The data must be written out once more, precisely as given.

#### Listed entries:
#####

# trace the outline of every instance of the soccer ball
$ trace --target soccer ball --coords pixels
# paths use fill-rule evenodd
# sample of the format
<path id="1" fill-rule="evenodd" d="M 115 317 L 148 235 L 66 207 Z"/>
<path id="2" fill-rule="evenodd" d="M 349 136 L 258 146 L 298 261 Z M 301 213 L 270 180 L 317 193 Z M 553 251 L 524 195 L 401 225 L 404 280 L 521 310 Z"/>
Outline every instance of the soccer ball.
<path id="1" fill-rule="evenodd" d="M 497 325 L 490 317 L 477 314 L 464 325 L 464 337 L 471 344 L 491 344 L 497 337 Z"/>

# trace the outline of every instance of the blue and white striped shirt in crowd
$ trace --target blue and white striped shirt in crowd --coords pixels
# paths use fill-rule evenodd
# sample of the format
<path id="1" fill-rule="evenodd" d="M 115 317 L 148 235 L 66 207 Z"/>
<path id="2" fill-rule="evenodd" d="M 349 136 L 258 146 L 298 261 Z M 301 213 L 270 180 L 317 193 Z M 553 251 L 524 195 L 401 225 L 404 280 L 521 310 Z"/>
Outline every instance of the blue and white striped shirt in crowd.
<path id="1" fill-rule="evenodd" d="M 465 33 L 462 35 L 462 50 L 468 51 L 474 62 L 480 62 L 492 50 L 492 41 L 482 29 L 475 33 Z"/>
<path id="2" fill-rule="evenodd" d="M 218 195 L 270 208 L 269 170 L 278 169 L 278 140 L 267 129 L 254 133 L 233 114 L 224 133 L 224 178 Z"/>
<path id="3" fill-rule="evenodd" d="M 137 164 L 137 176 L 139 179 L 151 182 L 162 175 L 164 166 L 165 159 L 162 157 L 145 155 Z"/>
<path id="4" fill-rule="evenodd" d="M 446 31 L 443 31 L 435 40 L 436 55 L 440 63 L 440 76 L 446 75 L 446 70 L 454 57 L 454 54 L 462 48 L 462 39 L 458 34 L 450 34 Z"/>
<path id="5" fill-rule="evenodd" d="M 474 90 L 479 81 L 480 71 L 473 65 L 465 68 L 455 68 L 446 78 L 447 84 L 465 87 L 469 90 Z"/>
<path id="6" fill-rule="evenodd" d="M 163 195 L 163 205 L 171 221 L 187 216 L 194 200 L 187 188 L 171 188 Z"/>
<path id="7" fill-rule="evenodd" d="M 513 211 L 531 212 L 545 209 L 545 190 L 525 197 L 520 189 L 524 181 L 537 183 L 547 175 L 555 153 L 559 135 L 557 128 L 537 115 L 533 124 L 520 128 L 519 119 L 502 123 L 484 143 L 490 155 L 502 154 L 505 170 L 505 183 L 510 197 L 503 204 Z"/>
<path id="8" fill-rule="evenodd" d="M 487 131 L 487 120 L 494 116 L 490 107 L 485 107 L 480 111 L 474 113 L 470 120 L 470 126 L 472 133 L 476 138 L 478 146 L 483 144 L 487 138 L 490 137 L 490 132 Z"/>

#####

#### Answer to the task:
# trace the outline of every instance of the soccer ball
$ trace --target soccer ball --coords pixels
# paths use fill-rule evenodd
# sample of the format
<path id="1" fill-rule="evenodd" d="M 115 317 L 148 235 L 66 207 Z"/>
<path id="2" fill-rule="evenodd" d="M 349 136 L 258 146 L 298 261 Z M 301 213 L 270 180 L 317 193 Z M 553 251 L 524 195 L 401 225 L 404 280 L 521 310 Z"/>
Outline every instance of the soccer ball.
<path id="1" fill-rule="evenodd" d="M 497 325 L 490 317 L 477 314 L 464 325 L 464 337 L 471 344 L 491 344 L 497 337 Z"/>

# trace the outline of every instance of the blue and white striped shirt in crowd
$ trace --target blue and white striped shirt in crowd --coords pixels
# paths use fill-rule evenodd
# sample of the format
<path id="1" fill-rule="evenodd" d="M 115 317 L 148 235 L 66 207 Z"/>
<path id="2" fill-rule="evenodd" d="M 349 136 L 258 146 L 298 261 Z M 301 213 L 270 180 L 317 193 Z M 553 251 L 524 195 L 401 225 L 404 280 L 521 310 Z"/>
Outline every instance of the blue and white striped shirt in crowd.
<path id="1" fill-rule="evenodd" d="M 465 33 L 462 35 L 462 50 L 468 51 L 474 62 L 480 62 L 492 50 L 492 41 L 482 29 L 475 33 Z"/>
<path id="2" fill-rule="evenodd" d="M 218 195 L 270 208 L 269 170 L 278 169 L 278 140 L 267 129 L 254 133 L 233 114 L 224 133 L 224 178 Z"/>
<path id="3" fill-rule="evenodd" d="M 137 164 L 137 176 L 139 179 L 151 182 L 162 175 L 164 166 L 165 159 L 162 157 L 145 155 Z"/>
<path id="4" fill-rule="evenodd" d="M 446 31 L 443 31 L 435 40 L 436 55 L 440 63 L 440 76 L 446 75 L 446 70 L 454 57 L 454 54 L 462 48 L 462 39 L 458 34 L 450 34 Z"/>
<path id="5" fill-rule="evenodd" d="M 474 90 L 479 81 L 480 71 L 473 65 L 465 68 L 455 68 L 446 78 L 447 84 L 465 87 L 469 90 Z"/>
<path id="6" fill-rule="evenodd" d="M 163 195 L 163 205 L 171 221 L 187 216 L 194 200 L 187 188 L 171 188 Z"/>
<path id="7" fill-rule="evenodd" d="M 513 211 L 531 212 L 545 209 L 545 190 L 525 197 L 520 189 L 524 181 L 537 183 L 547 175 L 555 153 L 559 135 L 557 128 L 537 115 L 533 124 L 520 128 L 519 119 L 502 123 L 484 143 L 490 155 L 502 154 L 505 170 L 505 183 L 510 197 L 503 204 Z"/>
<path id="8" fill-rule="evenodd" d="M 487 131 L 487 120 L 494 116 L 490 107 L 485 107 L 480 111 L 474 113 L 470 120 L 470 126 L 472 133 L 476 138 L 478 146 L 483 144 L 487 138 L 490 137 L 490 132 Z"/>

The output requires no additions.